__What the exercise asks__: Copy out every line of the records starting at the line containing "The component shall identify every instance of the chicken's" and ending at the line containing "(1241, 811)", shifting each coordinate in the answers by -93 and leaving all other text unchanged.

__Dataset excerpts on object pointing__:
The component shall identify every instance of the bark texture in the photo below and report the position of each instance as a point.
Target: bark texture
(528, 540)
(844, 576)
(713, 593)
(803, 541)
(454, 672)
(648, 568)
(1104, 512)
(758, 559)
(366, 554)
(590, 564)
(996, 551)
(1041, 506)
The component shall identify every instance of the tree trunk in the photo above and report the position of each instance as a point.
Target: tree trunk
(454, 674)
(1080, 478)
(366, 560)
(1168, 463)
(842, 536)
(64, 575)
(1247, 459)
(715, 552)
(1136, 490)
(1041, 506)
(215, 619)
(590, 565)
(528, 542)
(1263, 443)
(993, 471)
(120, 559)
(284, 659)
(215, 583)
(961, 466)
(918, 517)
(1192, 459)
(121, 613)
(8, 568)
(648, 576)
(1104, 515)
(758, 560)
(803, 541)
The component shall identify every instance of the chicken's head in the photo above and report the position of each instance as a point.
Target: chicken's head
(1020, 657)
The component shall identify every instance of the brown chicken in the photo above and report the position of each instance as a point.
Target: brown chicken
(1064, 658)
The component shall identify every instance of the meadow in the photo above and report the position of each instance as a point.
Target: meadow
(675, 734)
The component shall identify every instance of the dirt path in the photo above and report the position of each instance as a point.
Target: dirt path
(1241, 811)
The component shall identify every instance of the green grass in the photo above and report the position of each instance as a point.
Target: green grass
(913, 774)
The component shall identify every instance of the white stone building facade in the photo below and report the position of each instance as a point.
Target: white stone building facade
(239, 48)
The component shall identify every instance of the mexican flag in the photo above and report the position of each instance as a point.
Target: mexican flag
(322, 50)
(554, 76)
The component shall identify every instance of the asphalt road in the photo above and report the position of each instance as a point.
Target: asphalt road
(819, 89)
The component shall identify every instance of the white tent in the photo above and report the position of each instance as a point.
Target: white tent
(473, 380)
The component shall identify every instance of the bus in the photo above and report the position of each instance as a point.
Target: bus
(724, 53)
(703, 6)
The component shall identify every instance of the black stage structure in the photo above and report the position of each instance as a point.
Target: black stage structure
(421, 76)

* * *

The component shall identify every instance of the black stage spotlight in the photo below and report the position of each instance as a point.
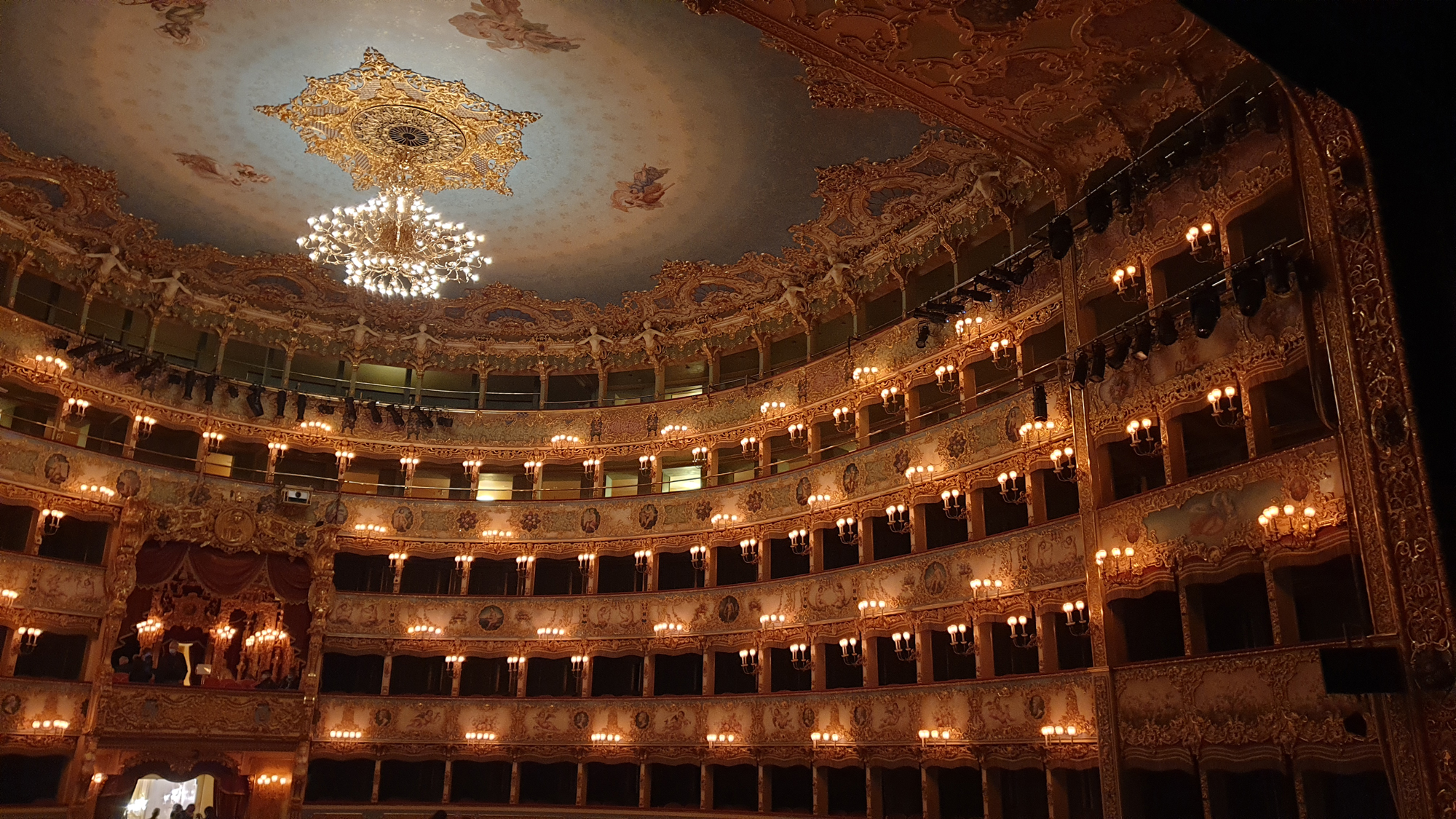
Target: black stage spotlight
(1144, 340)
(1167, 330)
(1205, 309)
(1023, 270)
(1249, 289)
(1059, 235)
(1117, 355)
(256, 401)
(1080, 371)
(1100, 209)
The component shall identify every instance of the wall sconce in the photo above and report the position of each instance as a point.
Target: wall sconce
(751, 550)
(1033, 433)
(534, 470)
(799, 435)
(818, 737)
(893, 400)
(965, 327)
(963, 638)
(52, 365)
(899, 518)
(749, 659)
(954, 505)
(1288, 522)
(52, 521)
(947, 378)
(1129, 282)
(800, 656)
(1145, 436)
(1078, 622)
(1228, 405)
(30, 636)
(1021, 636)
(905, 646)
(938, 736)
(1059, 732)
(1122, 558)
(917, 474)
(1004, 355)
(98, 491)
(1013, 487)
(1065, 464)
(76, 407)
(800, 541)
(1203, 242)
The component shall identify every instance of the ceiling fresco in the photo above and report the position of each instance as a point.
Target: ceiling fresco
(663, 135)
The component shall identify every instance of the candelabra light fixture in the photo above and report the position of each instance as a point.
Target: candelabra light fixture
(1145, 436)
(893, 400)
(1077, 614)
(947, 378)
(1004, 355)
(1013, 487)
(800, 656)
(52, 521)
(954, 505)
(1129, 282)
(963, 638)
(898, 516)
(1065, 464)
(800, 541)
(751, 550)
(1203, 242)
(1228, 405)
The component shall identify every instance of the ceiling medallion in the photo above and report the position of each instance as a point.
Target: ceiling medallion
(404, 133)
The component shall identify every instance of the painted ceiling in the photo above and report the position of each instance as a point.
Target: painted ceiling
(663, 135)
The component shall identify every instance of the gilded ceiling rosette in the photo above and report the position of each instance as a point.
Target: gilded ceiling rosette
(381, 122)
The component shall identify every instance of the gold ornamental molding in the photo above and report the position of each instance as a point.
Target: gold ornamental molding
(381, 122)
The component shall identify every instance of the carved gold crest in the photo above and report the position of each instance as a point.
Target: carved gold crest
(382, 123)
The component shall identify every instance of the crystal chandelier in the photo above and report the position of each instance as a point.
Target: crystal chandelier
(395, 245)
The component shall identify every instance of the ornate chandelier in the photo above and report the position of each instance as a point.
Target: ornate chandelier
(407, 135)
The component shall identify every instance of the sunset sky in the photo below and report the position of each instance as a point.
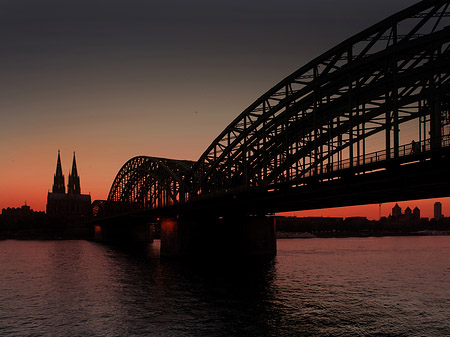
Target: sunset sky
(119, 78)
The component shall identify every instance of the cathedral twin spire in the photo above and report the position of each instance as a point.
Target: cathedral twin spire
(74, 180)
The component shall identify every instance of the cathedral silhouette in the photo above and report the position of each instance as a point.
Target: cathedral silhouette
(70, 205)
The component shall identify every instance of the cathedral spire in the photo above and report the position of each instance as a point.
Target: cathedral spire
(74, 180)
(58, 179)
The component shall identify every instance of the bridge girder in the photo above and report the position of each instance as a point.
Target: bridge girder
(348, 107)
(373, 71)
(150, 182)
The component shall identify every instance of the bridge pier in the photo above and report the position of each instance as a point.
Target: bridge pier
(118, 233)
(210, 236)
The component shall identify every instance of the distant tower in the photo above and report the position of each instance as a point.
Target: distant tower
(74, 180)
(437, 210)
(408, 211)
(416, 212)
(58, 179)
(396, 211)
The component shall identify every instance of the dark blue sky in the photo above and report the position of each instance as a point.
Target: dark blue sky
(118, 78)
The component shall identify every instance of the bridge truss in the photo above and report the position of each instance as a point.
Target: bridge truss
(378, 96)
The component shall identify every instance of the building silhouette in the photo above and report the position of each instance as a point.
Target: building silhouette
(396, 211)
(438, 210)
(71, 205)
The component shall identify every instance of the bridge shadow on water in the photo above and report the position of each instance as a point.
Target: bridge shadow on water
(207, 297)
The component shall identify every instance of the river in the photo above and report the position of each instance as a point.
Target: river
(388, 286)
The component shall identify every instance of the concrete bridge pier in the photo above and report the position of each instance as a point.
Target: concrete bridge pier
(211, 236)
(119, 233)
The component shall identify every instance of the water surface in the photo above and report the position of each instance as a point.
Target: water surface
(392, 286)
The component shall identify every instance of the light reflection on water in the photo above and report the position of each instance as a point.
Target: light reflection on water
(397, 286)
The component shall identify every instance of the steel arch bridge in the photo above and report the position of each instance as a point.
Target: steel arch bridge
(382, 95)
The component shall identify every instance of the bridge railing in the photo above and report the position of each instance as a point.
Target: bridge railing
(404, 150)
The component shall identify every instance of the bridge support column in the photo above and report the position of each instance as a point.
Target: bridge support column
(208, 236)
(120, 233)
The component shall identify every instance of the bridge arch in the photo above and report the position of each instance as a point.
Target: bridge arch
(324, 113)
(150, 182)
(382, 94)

...

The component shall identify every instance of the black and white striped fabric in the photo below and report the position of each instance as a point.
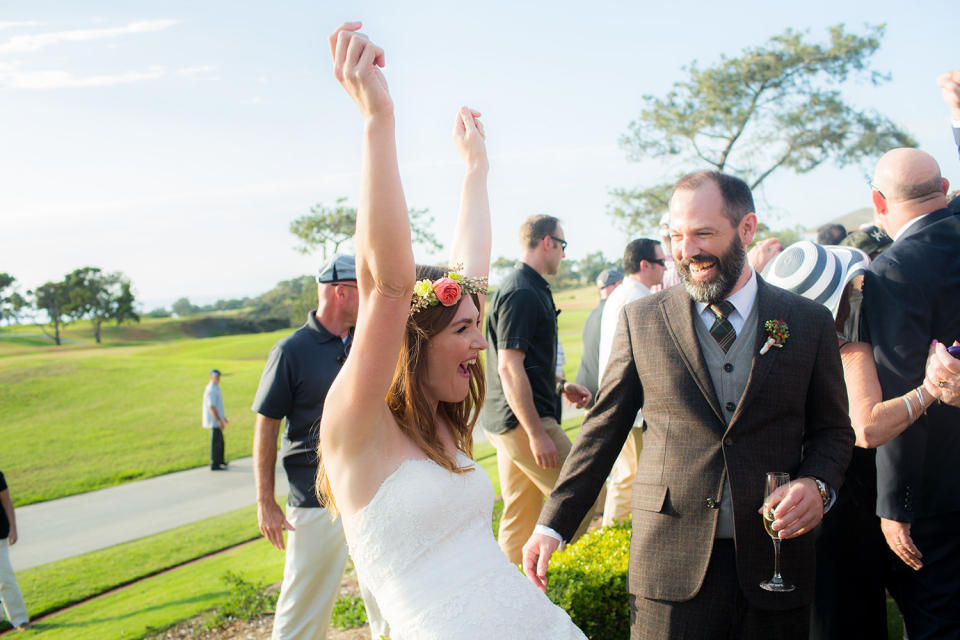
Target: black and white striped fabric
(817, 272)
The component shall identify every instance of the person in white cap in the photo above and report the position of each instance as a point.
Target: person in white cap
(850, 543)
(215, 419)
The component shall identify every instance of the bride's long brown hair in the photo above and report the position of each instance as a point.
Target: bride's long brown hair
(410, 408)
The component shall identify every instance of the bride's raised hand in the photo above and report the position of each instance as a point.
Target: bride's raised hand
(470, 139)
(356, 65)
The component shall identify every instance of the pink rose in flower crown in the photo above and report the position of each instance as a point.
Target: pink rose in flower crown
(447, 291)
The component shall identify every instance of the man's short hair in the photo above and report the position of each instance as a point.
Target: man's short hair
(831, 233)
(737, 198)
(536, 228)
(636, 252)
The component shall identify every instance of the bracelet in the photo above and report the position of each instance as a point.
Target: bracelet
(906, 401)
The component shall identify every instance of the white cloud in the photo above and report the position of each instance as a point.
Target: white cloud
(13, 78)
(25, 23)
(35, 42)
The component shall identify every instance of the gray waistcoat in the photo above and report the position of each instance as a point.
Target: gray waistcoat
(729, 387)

__Answer__:
The component shall identify every instance of the chicken's head in the photo above and report the position of each instance as a point.
Target: chicken's head
(927, 564)
The component shall identify every instance of the brown chicken in the photo above and report the position of each instance as a point.
Target: brown chicken
(971, 565)
The component shall identify every instance of the meadow in the photo above and report the position of each instance as a point.
Target: meadow
(582, 641)
The component shall identify every instance of the dirt path in the photo above and report the position of each instance as a point.
Target: dirt path
(1148, 718)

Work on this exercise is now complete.